*Exercise details*. Render everything from the line containing "target: white kitchen cabinet" down to the end of the items as a Markdown table with a Row column numbering each line and a Line column holding its text. Omit blank lines.

(Stored data entries)
= = = = = = =
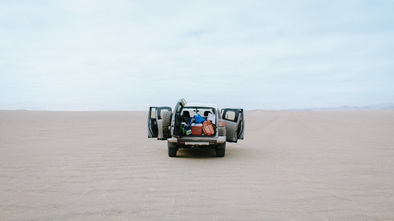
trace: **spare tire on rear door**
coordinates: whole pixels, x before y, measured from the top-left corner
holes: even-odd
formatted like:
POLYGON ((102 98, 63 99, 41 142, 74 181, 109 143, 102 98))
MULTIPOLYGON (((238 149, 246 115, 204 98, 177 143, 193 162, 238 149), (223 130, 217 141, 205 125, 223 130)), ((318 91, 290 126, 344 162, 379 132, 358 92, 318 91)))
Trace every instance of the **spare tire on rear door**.
POLYGON ((170 111, 166 111, 163 113, 162 117, 162 131, 163 132, 163 136, 164 138, 171 138, 171 119, 172 118, 172 112, 170 111))

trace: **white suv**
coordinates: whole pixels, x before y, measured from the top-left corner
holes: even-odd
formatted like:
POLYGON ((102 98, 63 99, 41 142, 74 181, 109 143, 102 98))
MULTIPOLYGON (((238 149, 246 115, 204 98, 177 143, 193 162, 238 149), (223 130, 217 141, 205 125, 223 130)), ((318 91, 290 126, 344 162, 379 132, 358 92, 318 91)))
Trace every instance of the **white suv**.
POLYGON ((169 157, 176 156, 180 148, 214 149, 217 156, 224 157, 226 141, 236 142, 238 139, 243 139, 243 109, 226 108, 221 111, 216 105, 188 104, 182 99, 175 106, 173 113, 172 111, 169 107, 151 107, 148 115, 148 137, 167 140, 169 157), (181 125, 197 113, 206 118, 209 115, 210 119, 213 119, 213 135, 181 134, 181 125))

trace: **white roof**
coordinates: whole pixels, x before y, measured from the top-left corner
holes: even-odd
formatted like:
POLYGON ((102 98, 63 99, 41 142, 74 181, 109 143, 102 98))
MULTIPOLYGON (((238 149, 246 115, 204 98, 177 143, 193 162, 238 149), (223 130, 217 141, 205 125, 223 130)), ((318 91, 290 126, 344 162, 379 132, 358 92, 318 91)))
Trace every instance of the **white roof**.
POLYGON ((185 105, 185 108, 190 107, 201 107, 202 108, 211 108, 216 110, 219 109, 217 105, 212 104, 205 104, 204 103, 187 103, 185 105))

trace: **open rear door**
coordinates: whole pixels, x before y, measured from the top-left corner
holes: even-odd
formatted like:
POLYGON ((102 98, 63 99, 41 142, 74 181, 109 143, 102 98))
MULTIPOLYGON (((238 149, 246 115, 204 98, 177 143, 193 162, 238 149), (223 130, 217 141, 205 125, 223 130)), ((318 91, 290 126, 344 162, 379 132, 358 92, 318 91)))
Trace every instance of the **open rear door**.
POLYGON ((171 134, 173 135, 173 136, 179 136, 179 130, 180 129, 182 119, 182 117, 180 116, 180 111, 187 103, 186 100, 182 98, 178 101, 177 105, 175 106, 175 109, 174 110, 174 113, 173 113, 174 122, 171 121, 171 134))
POLYGON ((222 119, 226 122, 226 141, 237 142, 238 139, 243 139, 243 110, 226 108, 221 112, 222 119))
POLYGON ((156 121, 156 107, 150 107, 148 114, 148 137, 157 137, 157 122, 156 121))
POLYGON ((167 139, 167 138, 165 138, 163 135, 163 130, 162 130, 163 120, 162 119, 162 118, 163 117, 163 113, 166 111, 171 111, 171 108, 169 107, 160 107, 156 108, 155 115, 156 117, 156 121, 157 122, 158 140, 167 139))

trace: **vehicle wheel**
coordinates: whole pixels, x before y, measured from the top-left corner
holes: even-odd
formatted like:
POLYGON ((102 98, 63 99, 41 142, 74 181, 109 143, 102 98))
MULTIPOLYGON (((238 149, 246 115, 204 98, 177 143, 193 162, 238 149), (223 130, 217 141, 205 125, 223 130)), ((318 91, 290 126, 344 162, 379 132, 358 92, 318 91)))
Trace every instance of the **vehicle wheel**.
POLYGON ((171 138, 171 129, 169 129, 168 128, 171 126, 172 118, 172 112, 166 111, 163 113, 163 118, 162 119, 162 131, 163 132, 163 136, 164 138, 171 138))
POLYGON ((215 148, 215 151, 216 152, 217 157, 224 157, 226 153, 226 142, 223 144, 218 144, 216 145, 216 148, 215 148))
POLYGON ((178 150, 177 148, 171 148, 171 147, 169 147, 168 156, 170 157, 174 157, 176 156, 177 150, 178 150))

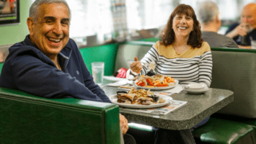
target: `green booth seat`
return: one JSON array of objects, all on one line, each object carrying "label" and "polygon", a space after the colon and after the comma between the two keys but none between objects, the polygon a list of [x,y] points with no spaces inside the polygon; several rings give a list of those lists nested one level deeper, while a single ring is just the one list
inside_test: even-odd
[{"label": "green booth seat", "polygon": [[252,144],[256,143],[255,130],[253,125],[211,117],[193,134],[198,144]]},{"label": "green booth seat", "polygon": [[115,56],[119,44],[107,44],[94,47],[80,48],[81,56],[89,70],[92,73],[92,62],[104,62],[104,75],[112,76],[115,71]]},{"label": "green booth seat", "polygon": [[120,144],[116,104],[0,88],[0,143]]}]

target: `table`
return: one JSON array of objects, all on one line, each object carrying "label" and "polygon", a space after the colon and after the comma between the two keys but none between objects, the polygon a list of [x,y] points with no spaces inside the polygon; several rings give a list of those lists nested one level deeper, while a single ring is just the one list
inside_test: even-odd
[{"label": "table", "polygon": [[[105,86],[103,90],[110,96],[115,94],[116,91],[120,89]],[[129,122],[169,130],[186,130],[234,101],[233,91],[211,88],[203,94],[190,94],[182,91],[171,96],[175,100],[188,102],[188,104],[165,115],[131,112],[122,109],[120,112]]]}]

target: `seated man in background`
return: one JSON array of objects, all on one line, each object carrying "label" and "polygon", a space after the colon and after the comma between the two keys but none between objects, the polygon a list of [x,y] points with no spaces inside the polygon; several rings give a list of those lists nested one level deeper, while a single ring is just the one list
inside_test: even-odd
[{"label": "seated man in background", "polygon": [[238,48],[236,42],[230,37],[218,34],[221,25],[219,11],[216,3],[206,1],[199,3],[196,15],[201,24],[202,38],[210,47]]},{"label": "seated man in background", "polygon": [[256,40],[256,4],[246,5],[242,11],[241,23],[230,26],[226,35],[233,38],[241,48],[252,48],[251,40]]},{"label": "seated man in background", "polygon": [[[73,97],[111,103],[94,82],[77,45],[69,38],[70,21],[71,11],[65,0],[35,1],[27,19],[30,35],[9,48],[0,87],[49,99]],[[125,135],[128,125],[122,114],[120,124],[125,142],[136,143],[133,137]]]}]

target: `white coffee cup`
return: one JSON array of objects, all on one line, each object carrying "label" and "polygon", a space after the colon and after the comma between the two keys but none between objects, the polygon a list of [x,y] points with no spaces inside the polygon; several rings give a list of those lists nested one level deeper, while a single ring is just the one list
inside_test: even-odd
[{"label": "white coffee cup", "polygon": [[207,85],[203,83],[193,83],[183,86],[183,89],[188,91],[203,91]]}]

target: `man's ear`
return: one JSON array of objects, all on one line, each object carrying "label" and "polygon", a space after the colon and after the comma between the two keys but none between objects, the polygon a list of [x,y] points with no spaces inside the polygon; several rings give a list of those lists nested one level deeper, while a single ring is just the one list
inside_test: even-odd
[{"label": "man's ear", "polygon": [[218,14],[216,14],[216,15],[215,16],[215,20],[216,20],[216,22],[217,24],[220,24],[220,23],[221,22],[221,19],[219,19],[219,17]]},{"label": "man's ear", "polygon": [[28,27],[28,30],[30,31],[30,35],[34,35],[34,25],[35,25],[33,18],[27,17],[27,25]]}]

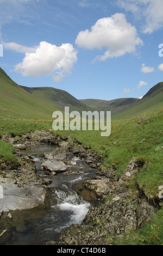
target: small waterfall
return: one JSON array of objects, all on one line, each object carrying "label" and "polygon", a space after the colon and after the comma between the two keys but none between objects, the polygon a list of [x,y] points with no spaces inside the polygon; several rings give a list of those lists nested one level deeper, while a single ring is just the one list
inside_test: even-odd
[{"label": "small waterfall", "polygon": [[69,190],[66,185],[64,186],[64,190],[56,190],[55,194],[57,204],[51,207],[53,209],[58,208],[60,211],[67,212],[70,220],[66,225],[56,229],[58,232],[60,232],[72,224],[81,224],[91,206],[89,203],[80,198],[75,191]]}]

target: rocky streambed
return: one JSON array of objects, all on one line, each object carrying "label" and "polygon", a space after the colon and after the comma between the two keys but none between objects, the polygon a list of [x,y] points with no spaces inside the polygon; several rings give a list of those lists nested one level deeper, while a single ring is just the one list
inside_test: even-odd
[{"label": "rocky streambed", "polygon": [[2,139],[20,162],[0,167],[0,245],[110,245],[159,207],[137,186],[143,164],[134,157],[120,178],[96,152],[50,131]]},{"label": "rocky streambed", "polygon": [[2,139],[15,147],[20,162],[15,170],[3,163],[1,172],[0,245],[57,241],[63,230],[81,224],[91,205],[101,203],[95,193],[83,197],[76,189],[93,179],[101,164],[90,150],[45,131]]}]

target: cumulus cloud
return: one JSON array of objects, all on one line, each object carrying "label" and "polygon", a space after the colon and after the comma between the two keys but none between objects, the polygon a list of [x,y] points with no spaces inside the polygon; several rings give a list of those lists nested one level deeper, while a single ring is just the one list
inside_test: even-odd
[{"label": "cumulus cloud", "polygon": [[123,93],[125,93],[125,94],[129,93],[130,91],[130,89],[124,88]]},{"label": "cumulus cloud", "polygon": [[24,76],[39,77],[53,76],[57,82],[71,73],[77,61],[77,52],[70,44],[57,46],[46,41],[40,43],[35,52],[26,53],[25,57],[16,65],[15,71]]},{"label": "cumulus cloud", "polygon": [[111,17],[98,20],[90,31],[80,31],[76,44],[80,47],[92,50],[108,49],[97,58],[104,60],[108,58],[122,56],[133,53],[136,46],[143,44],[137,35],[135,27],[127,22],[125,15],[116,13]]},{"label": "cumulus cloud", "polygon": [[162,27],[162,0],[118,0],[117,4],[144,21],[142,31],[145,33],[151,34]]},{"label": "cumulus cloud", "polygon": [[163,71],[163,63],[159,65],[158,69],[161,71]]},{"label": "cumulus cloud", "polygon": [[140,88],[141,87],[142,87],[143,86],[147,86],[147,85],[148,85],[148,83],[146,82],[141,81],[139,82],[138,88]]},{"label": "cumulus cloud", "polygon": [[34,46],[33,47],[29,47],[24,45],[19,45],[16,42],[5,42],[1,41],[3,46],[5,49],[10,50],[11,51],[14,51],[16,52],[20,52],[21,53],[26,53],[26,52],[35,52],[37,48],[39,46]]},{"label": "cumulus cloud", "polygon": [[154,71],[154,68],[151,66],[146,66],[145,63],[142,64],[141,72],[143,73],[151,73]]}]

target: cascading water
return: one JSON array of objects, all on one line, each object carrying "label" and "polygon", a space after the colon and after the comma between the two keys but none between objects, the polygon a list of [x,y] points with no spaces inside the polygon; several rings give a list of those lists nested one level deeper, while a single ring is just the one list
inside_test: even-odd
[{"label": "cascading water", "polygon": [[[33,156],[35,161],[37,173],[42,178],[48,178],[40,172],[40,167],[45,159],[43,153],[51,152],[56,148],[52,145],[29,148],[21,151],[22,156]],[[95,175],[95,169],[85,164],[84,161],[68,153],[70,162],[68,170],[71,173],[59,173],[51,176],[52,184],[48,186],[51,198],[49,206],[39,209],[15,211],[12,212],[11,221],[4,215],[1,217],[2,229],[10,232],[3,236],[0,245],[42,245],[48,241],[57,241],[61,232],[72,224],[81,224],[87,214],[91,204],[85,202],[73,190],[75,184]]]}]

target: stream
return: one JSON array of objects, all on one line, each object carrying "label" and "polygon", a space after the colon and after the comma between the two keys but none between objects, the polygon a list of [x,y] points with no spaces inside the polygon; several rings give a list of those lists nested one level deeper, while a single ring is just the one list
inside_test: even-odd
[{"label": "stream", "polygon": [[[57,241],[66,227],[82,223],[91,203],[79,196],[74,187],[77,182],[95,176],[97,170],[66,150],[71,160],[68,170],[50,177],[45,175],[40,170],[45,161],[43,154],[58,147],[46,144],[19,152],[22,156],[30,155],[34,157],[41,178],[51,179],[52,182],[47,186],[49,202],[33,209],[11,212],[12,220],[4,214],[1,219],[1,229],[9,231],[1,237],[0,245],[39,245],[48,241]],[[74,171],[70,172],[72,169]]]}]

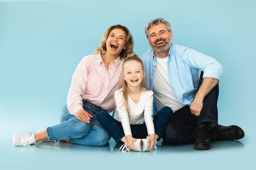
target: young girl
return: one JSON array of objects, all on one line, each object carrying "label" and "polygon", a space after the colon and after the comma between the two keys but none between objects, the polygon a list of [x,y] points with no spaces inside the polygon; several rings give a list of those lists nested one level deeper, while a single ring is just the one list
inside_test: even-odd
[{"label": "young girl", "polygon": [[152,117],[153,93],[146,87],[145,75],[138,56],[127,57],[123,64],[122,88],[115,93],[117,120],[106,112],[97,115],[117,143],[124,143],[123,151],[155,150],[156,141],[162,137],[171,116],[171,109],[164,107]]}]

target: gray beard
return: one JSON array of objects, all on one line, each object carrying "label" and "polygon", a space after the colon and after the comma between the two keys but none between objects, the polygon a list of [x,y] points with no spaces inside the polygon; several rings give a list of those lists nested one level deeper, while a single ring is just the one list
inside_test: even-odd
[{"label": "gray beard", "polygon": [[155,45],[151,44],[151,48],[153,51],[157,53],[163,53],[168,50],[171,46],[171,41],[168,42],[166,42],[166,44],[164,46],[161,47],[157,47]]}]

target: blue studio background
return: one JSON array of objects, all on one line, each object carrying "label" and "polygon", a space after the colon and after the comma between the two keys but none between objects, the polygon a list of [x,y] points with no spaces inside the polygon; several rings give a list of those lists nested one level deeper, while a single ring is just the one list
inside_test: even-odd
[{"label": "blue studio background", "polygon": [[[256,5],[254,0],[0,0],[1,167],[184,169],[198,163],[199,169],[255,169]],[[150,48],[144,26],[157,18],[171,23],[173,43],[190,46],[222,65],[219,123],[243,128],[243,149],[213,145],[198,151],[192,145],[138,158],[86,150],[30,152],[12,146],[16,132],[34,132],[59,123],[75,68],[94,53],[109,26],[127,27],[140,55]]]}]

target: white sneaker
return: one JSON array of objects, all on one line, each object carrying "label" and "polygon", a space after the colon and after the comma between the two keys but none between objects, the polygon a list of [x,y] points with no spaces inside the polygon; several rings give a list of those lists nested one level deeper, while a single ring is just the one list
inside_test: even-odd
[{"label": "white sneaker", "polygon": [[[137,151],[141,151],[141,139],[137,139],[137,141],[133,142],[133,146],[137,150]],[[126,152],[126,151],[130,151],[130,150],[129,149],[129,148],[127,147],[127,142],[126,142],[125,144],[124,144],[123,145],[120,147],[118,152],[120,151],[120,150],[122,150],[123,152]]]},{"label": "white sneaker", "polygon": [[35,143],[34,133],[17,132],[12,137],[12,145],[14,146],[29,146]]},{"label": "white sneaker", "polygon": [[[149,146],[150,146],[150,142],[148,142],[148,137],[147,137],[146,139],[141,139],[141,148],[142,151],[145,152],[146,151]],[[151,149],[149,150],[149,151],[153,151],[155,150],[156,150],[157,148],[156,146],[157,141],[155,141],[155,146]]]},{"label": "white sneaker", "polygon": [[133,142],[133,146],[137,150],[137,151],[142,151],[142,141],[141,139],[136,139],[137,141]]}]

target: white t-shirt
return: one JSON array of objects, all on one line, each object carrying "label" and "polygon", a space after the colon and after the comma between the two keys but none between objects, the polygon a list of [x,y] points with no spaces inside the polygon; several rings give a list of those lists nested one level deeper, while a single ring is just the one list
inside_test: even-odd
[{"label": "white t-shirt", "polygon": [[155,92],[154,102],[157,110],[159,111],[163,107],[168,106],[175,112],[186,105],[180,103],[173,88],[168,73],[168,57],[160,58],[156,57],[155,61],[153,91]]},{"label": "white t-shirt", "polygon": [[153,92],[151,91],[144,91],[141,92],[139,100],[135,103],[128,97],[129,110],[130,117],[129,117],[126,106],[123,105],[124,99],[123,88],[115,91],[115,100],[118,111],[117,116],[117,121],[121,122],[126,137],[131,135],[130,125],[142,124],[145,121],[148,134],[155,134],[155,128],[153,123]]}]

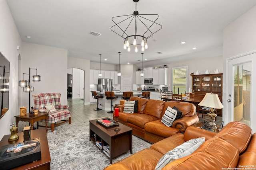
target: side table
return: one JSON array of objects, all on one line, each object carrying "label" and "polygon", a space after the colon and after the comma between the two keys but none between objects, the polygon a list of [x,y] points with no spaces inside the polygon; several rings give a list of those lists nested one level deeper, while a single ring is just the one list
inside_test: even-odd
[{"label": "side table", "polygon": [[47,119],[48,118],[48,113],[38,113],[37,115],[33,116],[29,116],[29,113],[27,113],[26,115],[24,116],[18,115],[14,116],[16,119],[16,125],[17,127],[18,127],[18,123],[19,121],[28,121],[30,123],[30,129],[33,130],[34,127],[33,125],[34,123],[37,121],[45,119],[45,129],[47,133]]},{"label": "side table", "polygon": [[[202,127],[202,126],[203,125],[203,124],[202,124],[202,121],[200,121],[194,125],[192,125],[192,126],[194,126],[196,127],[200,127],[201,128],[201,127]],[[217,129],[213,129],[212,130],[213,130],[213,133],[219,133],[219,132],[220,131],[219,130],[219,129],[220,129],[220,126],[219,125],[216,125],[216,127],[217,127]]]}]

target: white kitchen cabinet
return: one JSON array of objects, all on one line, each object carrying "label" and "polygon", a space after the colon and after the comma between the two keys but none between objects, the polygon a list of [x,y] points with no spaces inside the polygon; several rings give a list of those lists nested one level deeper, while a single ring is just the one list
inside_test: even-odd
[{"label": "white kitchen cabinet", "polygon": [[144,84],[144,77],[140,76],[140,73],[141,71],[138,71],[136,72],[136,84]]},{"label": "white kitchen cabinet", "polygon": [[100,70],[93,70],[93,84],[99,84],[99,73],[100,73]]},{"label": "white kitchen cabinet", "polygon": [[168,68],[164,68],[153,70],[153,84],[168,84]]},{"label": "white kitchen cabinet", "polygon": [[150,67],[144,68],[144,78],[153,78],[153,68]]},{"label": "white kitchen cabinet", "polygon": [[117,71],[111,71],[110,72],[110,78],[111,79],[113,80],[113,85],[116,85],[118,84],[118,78],[117,76]]},{"label": "white kitchen cabinet", "polygon": [[[104,78],[110,78],[110,71],[104,71],[105,76]],[[102,75],[103,76],[103,75]]]}]

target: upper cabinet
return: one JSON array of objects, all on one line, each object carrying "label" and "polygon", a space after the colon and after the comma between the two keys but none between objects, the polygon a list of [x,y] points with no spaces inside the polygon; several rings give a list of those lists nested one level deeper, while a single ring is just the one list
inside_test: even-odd
[{"label": "upper cabinet", "polygon": [[136,72],[136,84],[144,84],[144,77],[140,76],[141,71],[137,71]]},{"label": "upper cabinet", "polygon": [[102,74],[101,77],[99,77],[100,70],[90,70],[90,84],[98,84],[99,78],[110,78],[113,80],[113,84],[118,84],[118,77],[117,72],[114,71],[101,70],[100,72]]},{"label": "upper cabinet", "polygon": [[153,69],[153,84],[168,84],[168,68]]},{"label": "upper cabinet", "polygon": [[222,96],[222,73],[192,76],[192,89],[196,94],[212,92]]}]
= = = = = = =
*Written response*.
| Row | Line |
|---|---|
| 1 | target: white kitchen cabinet |
| 2 | return: one JSON array of objects, all on one line, each object carrying "label" and "polygon", a space after the colon and after the comma between the two keys but none between objects, the polygon a list of [x,y] points with no spaces inside the polygon; several rings give a list of those lists nested one level deeper, while a single ring is just the one list |
| 3 | inside_test: even-odd |
| 4 | [{"label": "white kitchen cabinet", "polygon": [[144,84],[144,77],[140,76],[140,73],[141,71],[138,71],[136,72],[136,84]]},{"label": "white kitchen cabinet", "polygon": [[100,70],[93,70],[93,84],[99,84],[99,73],[100,73]]},{"label": "white kitchen cabinet", "polygon": [[168,68],[164,68],[153,70],[153,84],[168,84]]},{"label": "white kitchen cabinet", "polygon": [[150,67],[144,68],[144,78],[153,78],[153,68]]},{"label": "white kitchen cabinet", "polygon": [[117,71],[111,71],[110,72],[110,78],[111,79],[113,80],[113,85],[116,85],[118,84],[118,78],[117,76]]},{"label": "white kitchen cabinet", "polygon": [[[104,78],[110,78],[110,71],[104,71],[105,76]],[[102,75],[103,76],[103,75]]]}] |
| 5 | target: upper cabinet |
| 6 | return: one JSON array of objects, all on one line, each object carrying "label" and "polygon", a space after the colon and after the comma between the two keys but none between objects, the polygon a list of [x,y] points with no spaces inside the polygon; several rings give a list of those lists nested one level deeper, while a single ring is just the one list |
| 7 | inside_test: even-odd |
| 8 | [{"label": "upper cabinet", "polygon": [[136,72],[136,84],[144,84],[144,77],[140,76],[141,71],[137,71]]},{"label": "upper cabinet", "polygon": [[102,74],[101,77],[99,77],[100,70],[90,70],[90,84],[98,84],[99,78],[110,78],[113,80],[113,84],[118,84],[118,77],[117,72],[114,71],[101,70],[100,72]]},{"label": "upper cabinet", "polygon": [[153,69],[153,84],[168,84],[168,68]]},{"label": "upper cabinet", "polygon": [[222,96],[222,73],[192,76],[192,89],[196,94],[212,92]]}] |